## Provided passage
=== Begin Enclosure ===

Tell them you don’t want them to die. You might think it’s obvious but it’s not obvious for them. No matter how much they want to die, hearing someone they know say they don’t want them to die is really something, and can be a turning point.

And don’t even say “Don’t die. I have no more friend to hang out with” which makes it about you and not them. They don’t really care how they can help better your life because theirs is really painful right now. Don’t tell them they are unfair for leaving you. This is not about you. It’s all about framing it.

  1. Understand their planned suicide method.

Many suicidal people will also disclose their planned suicide method, that‘s why I learned so many suicide methods that could have been successful if I failed to do something. On the onset of depression, one can already formulate steps how to kill himself. Most common and readily available methods are wrist cutting and hanging.

Aside from listening, you also have the moral obligation to exert efforts to keep the person safe. Once you know their planned method, it will be easier for you to keep them away from executing it.

One proven way to prevent them from executing their planned suicide method is to never let them be alone. Isolation can be very dangerous. Help them engage in doing something else to make stay away from the act until the danger of suicide goes down. If you are feeling solely responsible for keeping the person alive, it’s best to involve others too.

  1. Go hang out with them.

When I was depressed, I just wanted someone to come over and sit next to me. We didn’t even have to do anything. I just wanted them there. When you said “I’m just here for you”, literally just be there for them.

Bring them something that shows you’re thinking of them. Invite them over for a food. Provide companionship and remind them there are still good things in the world and you care. Remind them the good things you’ve been through and the good things you are looking forward to experience with them. Most depressed people improve if they simply have a friend to spend time with.

Once they are finally in the process of getting “well”. Tell them “I’m proud of you” and make it clear that you will always be there. You may be the anchor that keeps them holding on to this life at a crucial time. Just bear in mind that while dealing with suicidal people, it’s more important to listen than respond. Offer unconditional support. Let them know you will be there for them no matter how long it takes for them to feel better.

  1. Reach out to them if they haven’t reached out to you.

Remember, they do not initiate reaching out because depression makes them want to be alone in the world they think no one understands. And oftentimes, someone who has suicidal thoughts senses from others an expectation to “get over it already.” When you pressure them to “get over” with that depression, that’s when they start thinking, “I’m a burden. They would be better off without me.” That escalates the risk of suicide even more.

Maybe your friend posted unusual Facebook status, but you can sense that something is seriously wrong. Call them up. Tell them you noticed it, you’re worried, and you’re there if they need to talk. If they are unreachable or doesn’t answer, that’s when you might have to check them out with their family in their house. Just like what I did.

* * *

No actual research proves the most effective things for us to say to a suicidal person, so experiences are the best we’ve got so far. Results may vary according to different people’s needs and personalities. But these things are worth a try and can literally be a “life hack”.

When someone is suicidal, you need to get them through that one single moment. Then, when you’ve gotten through that moment, you need to get them through the next moment, and so on, until they begin to see their value again.

=== End Enclosure ===

Answer these questions using the passage on supporting a suicidal friend:
1. According to the passage, what can be very dangerous?
2. What did the writer want when depressed?
3. What does the passage say no actual research proves?

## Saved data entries
=== Begin Enclosure ===

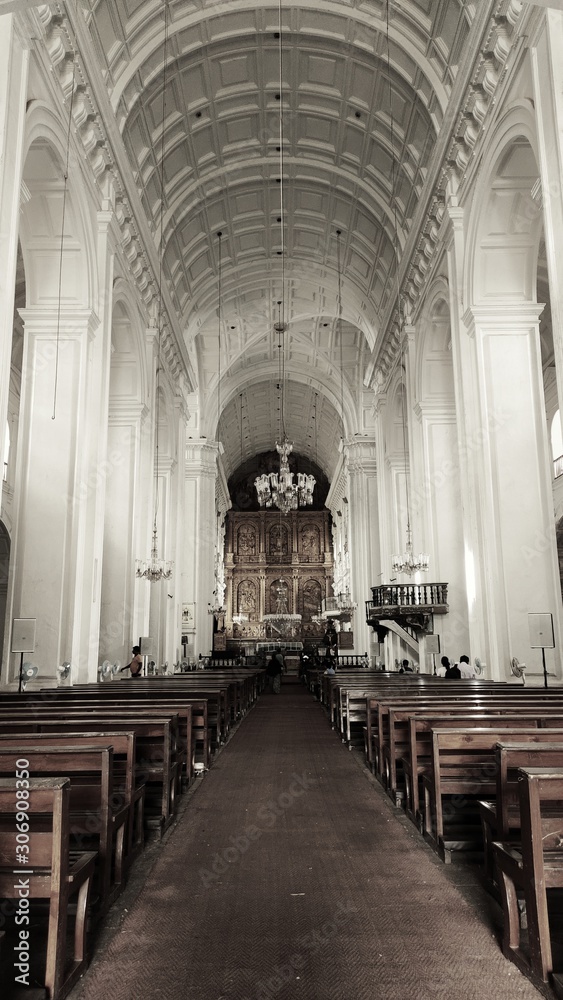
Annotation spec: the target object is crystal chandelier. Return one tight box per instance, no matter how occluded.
[254,9,315,514]
[254,436,315,514]
[391,524,430,576]
[387,13,429,576]
[135,3,172,583]
[137,517,172,583]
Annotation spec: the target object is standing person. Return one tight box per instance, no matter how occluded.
[266,649,284,694]
[120,646,143,677]
[438,656,451,677]
[458,653,477,680]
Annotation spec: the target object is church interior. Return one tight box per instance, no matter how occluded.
[0,0,563,1000]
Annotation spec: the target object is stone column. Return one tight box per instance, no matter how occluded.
[346,438,381,653]
[530,10,563,430]
[405,327,469,673]
[0,14,29,488]
[5,307,102,682]
[182,439,218,657]
[458,302,561,680]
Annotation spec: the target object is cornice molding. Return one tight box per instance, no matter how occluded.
[375,0,529,383]
[30,4,196,391]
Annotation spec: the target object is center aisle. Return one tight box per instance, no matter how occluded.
[72,680,541,1000]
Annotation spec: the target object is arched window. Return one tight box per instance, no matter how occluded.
[551,410,563,479]
[2,424,10,482]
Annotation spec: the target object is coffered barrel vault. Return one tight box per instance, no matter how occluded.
[0,0,563,684]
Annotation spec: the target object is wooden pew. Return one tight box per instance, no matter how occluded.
[493,767,563,982]
[423,720,563,861]
[0,742,129,912]
[392,700,563,824]
[0,769,96,1000]
[0,731,145,866]
[0,706,178,835]
[479,729,563,888]
[0,696,198,785]
[370,682,563,789]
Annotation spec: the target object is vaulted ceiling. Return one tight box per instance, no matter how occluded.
[79,0,475,478]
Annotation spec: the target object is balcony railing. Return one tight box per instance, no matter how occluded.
[366,583,448,620]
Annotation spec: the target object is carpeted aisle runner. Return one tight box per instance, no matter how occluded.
[72,681,540,1000]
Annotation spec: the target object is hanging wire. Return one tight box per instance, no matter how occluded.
[51,52,76,420]
[239,392,242,465]
[217,230,223,442]
[336,229,344,443]
[278,0,286,332]
[153,0,169,537]
[385,0,411,538]
[274,300,285,441]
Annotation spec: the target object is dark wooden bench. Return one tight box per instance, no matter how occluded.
[0,705,178,834]
[423,727,563,861]
[0,769,96,1000]
[493,767,563,982]
[0,741,129,912]
[0,731,145,866]
[400,703,563,827]
[33,677,205,772]
[479,729,563,889]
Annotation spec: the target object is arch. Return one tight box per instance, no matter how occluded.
[235,524,257,558]
[550,410,563,466]
[267,576,293,615]
[20,100,98,310]
[109,278,149,410]
[236,577,258,618]
[268,523,291,563]
[298,577,324,622]
[0,520,11,681]
[415,279,454,404]
[299,524,321,563]
[464,100,543,306]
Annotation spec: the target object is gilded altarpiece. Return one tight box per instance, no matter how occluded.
[225,510,333,645]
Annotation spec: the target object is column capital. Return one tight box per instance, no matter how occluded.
[18,302,100,340]
[185,438,219,479]
[346,437,377,475]
[463,302,545,336]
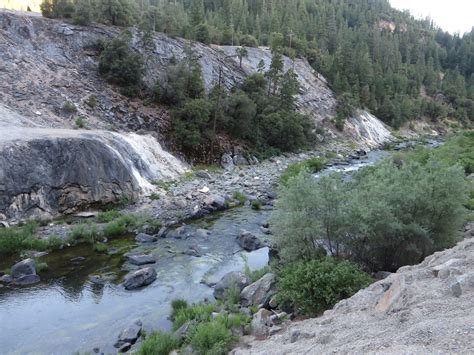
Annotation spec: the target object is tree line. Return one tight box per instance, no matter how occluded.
[41,0,474,127]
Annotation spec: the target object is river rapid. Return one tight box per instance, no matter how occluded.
[0,143,436,354]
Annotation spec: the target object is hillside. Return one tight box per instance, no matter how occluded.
[232,227,474,355]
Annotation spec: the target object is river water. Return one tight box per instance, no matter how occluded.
[0,143,434,354]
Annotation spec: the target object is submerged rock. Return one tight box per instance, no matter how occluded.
[127,254,156,266]
[237,231,265,251]
[135,233,158,243]
[123,267,156,290]
[214,271,251,300]
[114,320,143,351]
[11,259,36,279]
[12,275,41,286]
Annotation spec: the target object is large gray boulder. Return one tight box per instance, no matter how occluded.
[123,267,156,290]
[237,231,265,251]
[11,259,36,279]
[240,273,275,307]
[214,271,251,300]
[127,254,156,266]
[114,320,142,351]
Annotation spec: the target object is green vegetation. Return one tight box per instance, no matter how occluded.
[277,257,372,316]
[250,200,263,211]
[280,158,326,186]
[154,48,314,161]
[272,138,468,271]
[138,332,180,355]
[0,222,61,255]
[99,33,144,96]
[41,0,474,128]
[139,298,250,355]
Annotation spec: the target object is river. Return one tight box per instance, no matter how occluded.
[0,143,436,354]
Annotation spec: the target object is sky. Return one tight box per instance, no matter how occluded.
[389,0,474,35]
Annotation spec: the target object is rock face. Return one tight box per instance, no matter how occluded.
[232,237,474,354]
[0,112,187,218]
[123,267,156,290]
[240,273,275,307]
[237,231,265,251]
[214,271,251,300]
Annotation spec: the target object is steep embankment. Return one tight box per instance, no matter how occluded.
[0,10,390,219]
[0,105,187,220]
[234,227,474,354]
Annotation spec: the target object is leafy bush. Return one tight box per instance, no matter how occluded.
[272,149,467,271]
[277,258,372,316]
[189,320,235,355]
[280,158,326,186]
[96,210,123,223]
[251,200,263,211]
[99,36,144,89]
[138,332,180,355]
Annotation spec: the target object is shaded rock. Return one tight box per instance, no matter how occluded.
[12,275,40,286]
[127,254,156,266]
[123,267,156,290]
[196,171,212,180]
[214,271,251,300]
[135,233,158,243]
[221,154,235,170]
[204,195,227,211]
[251,308,273,337]
[240,273,275,307]
[375,275,405,312]
[12,259,36,279]
[237,231,265,251]
[0,275,13,284]
[114,320,142,349]
[232,154,249,165]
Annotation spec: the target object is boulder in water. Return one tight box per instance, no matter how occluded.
[237,231,265,251]
[12,259,36,279]
[123,267,156,290]
[214,271,251,300]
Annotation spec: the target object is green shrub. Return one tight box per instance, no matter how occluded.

=== End Enclosure ===

## Exercise answer
1. Isolation.
2. Someone to come over and sit next to them.
3. The most effective things to say to a suicidal person.